BEGIN Document section

Mikhail Alexeevich Anisimov (Russian: Михаил Алексе́евич Анисимов, born November 2, 1941, Baku, Azerbaijan, USSR) is a Russian and American interdisciplinary scientist.

Early life 
Anisimov received a degree in petroleum engineering from Grozny Petroleum Institute in 1964, a doctorate in physical chemistry from Moscow State University in 1969, and a doctor of science degree in molecular and thermal physics from the Kurchatov Institute of Atomic Energy in Moscow in 1976.

Career 
From 1969 through 1977,  Anisimov worked at the U.S.S.R. State Committee for Standards and Product Quality Management (Russian: Госстандарт), where his postdoctoral mentor was Alexander V. Voronel. From 1978 until 1993, Anisimov was a professor and the chairman of the Physics Department of Gubkin Russian State University of Oil and Gas. In 1994, Anisimov began working in the United States as a professor for both the Department of Chemical and Biomolecular Engineering and for the Institute of Physical Science and Technology at the University of Maryland, College Park.

END Document section
BEGIN Extracted entries

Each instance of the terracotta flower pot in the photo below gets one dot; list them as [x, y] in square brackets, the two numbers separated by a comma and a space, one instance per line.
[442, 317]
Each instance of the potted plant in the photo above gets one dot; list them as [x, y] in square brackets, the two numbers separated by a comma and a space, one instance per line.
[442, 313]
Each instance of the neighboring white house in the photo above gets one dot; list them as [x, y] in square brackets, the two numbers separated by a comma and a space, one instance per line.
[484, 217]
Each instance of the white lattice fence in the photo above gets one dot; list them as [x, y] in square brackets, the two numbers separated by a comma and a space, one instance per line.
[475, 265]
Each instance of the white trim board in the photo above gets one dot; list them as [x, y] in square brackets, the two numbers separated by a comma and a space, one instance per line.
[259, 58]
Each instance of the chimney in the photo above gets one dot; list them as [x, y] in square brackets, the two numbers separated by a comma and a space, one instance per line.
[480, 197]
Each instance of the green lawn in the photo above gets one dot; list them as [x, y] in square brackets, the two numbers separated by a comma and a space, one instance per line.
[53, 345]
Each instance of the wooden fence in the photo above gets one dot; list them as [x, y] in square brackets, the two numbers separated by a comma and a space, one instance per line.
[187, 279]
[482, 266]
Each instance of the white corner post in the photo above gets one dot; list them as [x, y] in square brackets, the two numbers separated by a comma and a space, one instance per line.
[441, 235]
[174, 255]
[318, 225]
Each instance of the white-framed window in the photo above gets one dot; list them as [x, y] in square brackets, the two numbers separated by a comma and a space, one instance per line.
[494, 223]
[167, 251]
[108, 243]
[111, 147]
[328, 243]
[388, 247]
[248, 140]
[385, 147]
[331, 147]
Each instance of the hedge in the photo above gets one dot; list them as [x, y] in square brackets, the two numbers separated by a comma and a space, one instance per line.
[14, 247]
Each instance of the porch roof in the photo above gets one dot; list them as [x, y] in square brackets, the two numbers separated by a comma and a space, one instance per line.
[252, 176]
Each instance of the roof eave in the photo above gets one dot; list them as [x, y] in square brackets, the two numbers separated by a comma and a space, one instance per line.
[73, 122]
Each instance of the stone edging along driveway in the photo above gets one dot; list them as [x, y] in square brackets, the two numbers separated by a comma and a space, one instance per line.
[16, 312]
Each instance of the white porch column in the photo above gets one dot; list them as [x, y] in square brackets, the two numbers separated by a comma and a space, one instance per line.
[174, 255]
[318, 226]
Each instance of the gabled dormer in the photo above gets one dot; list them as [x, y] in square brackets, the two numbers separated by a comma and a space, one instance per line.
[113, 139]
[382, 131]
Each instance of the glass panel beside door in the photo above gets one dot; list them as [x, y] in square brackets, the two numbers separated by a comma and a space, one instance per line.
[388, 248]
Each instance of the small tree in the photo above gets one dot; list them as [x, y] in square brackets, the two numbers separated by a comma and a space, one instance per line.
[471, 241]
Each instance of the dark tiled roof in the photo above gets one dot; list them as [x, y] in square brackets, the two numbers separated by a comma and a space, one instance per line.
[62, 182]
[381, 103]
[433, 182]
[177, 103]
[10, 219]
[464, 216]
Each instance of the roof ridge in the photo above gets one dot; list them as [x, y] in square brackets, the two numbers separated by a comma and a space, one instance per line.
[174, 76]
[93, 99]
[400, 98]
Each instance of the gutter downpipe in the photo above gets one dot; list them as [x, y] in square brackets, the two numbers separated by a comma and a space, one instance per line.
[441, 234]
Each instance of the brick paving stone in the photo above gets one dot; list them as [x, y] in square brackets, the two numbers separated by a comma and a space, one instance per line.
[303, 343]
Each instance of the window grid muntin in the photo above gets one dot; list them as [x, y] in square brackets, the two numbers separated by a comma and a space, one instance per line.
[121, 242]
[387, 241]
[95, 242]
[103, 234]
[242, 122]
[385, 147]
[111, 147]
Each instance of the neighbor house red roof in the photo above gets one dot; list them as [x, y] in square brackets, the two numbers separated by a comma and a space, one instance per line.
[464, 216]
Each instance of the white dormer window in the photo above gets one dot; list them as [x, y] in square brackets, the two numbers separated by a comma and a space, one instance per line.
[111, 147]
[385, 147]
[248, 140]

END Extracted entries

• _Directions_:
1/ Answer these questions using the Anisimov biography.
(a) In what city was Anisimov born?
(b) What field was his doctorate from Moscow State University in?
(c) Who was his postdoctoral mentor?
2/ Carry the Anisimov biography forward from its last sentence.
The entries come from a separate source.

• _Final answers_:
1/
(a) Baku, Azerbaijan, USSR
(b) Physical chemistry
(c) Alexander V. Voronel

2/
Research  
Anisimov’s field of research is thermodynamics of fluids and fluid mixtures, liquid crystals, polymers, and other soft-matter materials. His research group at the University of Maryland (jointly with Jan V. Sengers ) is one of the leading international authorities in the field of critical phenomena and phase transitions. Anisimov works in theory and experiments, fundamental problems and applications. He has been an author and a co-author of 2 books, 14 book chapters and review articles and more than 400 published journal and encyclopedia articles, conference proceedings and reports.

Personal life 
Anisimov has four children. His eldest daughter, Tanya Anisimova, is a cellist and composer.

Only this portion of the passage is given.